§ Task to complete
Transcribe the data below word for word, starting at the line that contains "For the scoring pass, find every instance of the tree in" and continuing through the end of the data, both ends included.

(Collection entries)
[Start]

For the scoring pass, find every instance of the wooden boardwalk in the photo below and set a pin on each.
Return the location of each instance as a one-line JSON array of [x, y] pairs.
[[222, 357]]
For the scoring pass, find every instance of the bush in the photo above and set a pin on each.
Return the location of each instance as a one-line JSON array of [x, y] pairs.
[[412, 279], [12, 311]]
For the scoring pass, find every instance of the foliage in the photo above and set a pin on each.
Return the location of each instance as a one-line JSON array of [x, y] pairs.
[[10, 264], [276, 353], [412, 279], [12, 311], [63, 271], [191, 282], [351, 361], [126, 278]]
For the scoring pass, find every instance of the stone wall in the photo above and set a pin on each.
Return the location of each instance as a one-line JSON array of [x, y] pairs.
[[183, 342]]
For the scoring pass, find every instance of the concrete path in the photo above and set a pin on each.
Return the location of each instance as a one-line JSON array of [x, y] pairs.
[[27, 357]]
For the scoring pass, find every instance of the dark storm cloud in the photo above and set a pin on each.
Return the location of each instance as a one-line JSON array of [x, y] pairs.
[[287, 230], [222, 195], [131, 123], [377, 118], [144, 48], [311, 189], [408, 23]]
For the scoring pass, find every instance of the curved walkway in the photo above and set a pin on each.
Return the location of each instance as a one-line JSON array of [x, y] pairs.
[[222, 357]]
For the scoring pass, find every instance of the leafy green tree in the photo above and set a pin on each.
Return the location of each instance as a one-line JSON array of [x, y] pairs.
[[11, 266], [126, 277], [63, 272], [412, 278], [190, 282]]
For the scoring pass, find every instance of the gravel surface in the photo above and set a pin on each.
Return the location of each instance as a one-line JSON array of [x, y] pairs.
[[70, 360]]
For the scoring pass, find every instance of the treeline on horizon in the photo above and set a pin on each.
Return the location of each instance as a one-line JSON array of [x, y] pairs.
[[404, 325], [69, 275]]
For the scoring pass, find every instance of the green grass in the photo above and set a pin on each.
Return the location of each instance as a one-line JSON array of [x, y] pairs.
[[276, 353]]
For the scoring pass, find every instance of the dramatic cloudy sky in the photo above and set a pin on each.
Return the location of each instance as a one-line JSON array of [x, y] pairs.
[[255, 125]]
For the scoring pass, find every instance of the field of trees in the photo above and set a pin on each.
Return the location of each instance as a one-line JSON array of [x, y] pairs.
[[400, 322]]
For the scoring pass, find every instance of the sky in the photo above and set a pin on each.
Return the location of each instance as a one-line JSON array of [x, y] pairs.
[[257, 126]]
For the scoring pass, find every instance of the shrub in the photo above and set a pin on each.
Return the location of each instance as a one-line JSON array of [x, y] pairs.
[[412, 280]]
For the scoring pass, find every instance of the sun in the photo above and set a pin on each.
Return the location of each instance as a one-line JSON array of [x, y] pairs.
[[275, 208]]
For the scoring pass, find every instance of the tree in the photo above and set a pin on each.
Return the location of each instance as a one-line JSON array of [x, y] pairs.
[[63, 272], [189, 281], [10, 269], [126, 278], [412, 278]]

[End]

§ Response for this exercise
For the scoring pass, find every instance of the tree in the photo above and set a pin on each.
Return the location of each instance as a one-line JSON array of [x, y] pairs.
[[63, 272], [189, 281], [10, 269], [126, 278], [412, 278]]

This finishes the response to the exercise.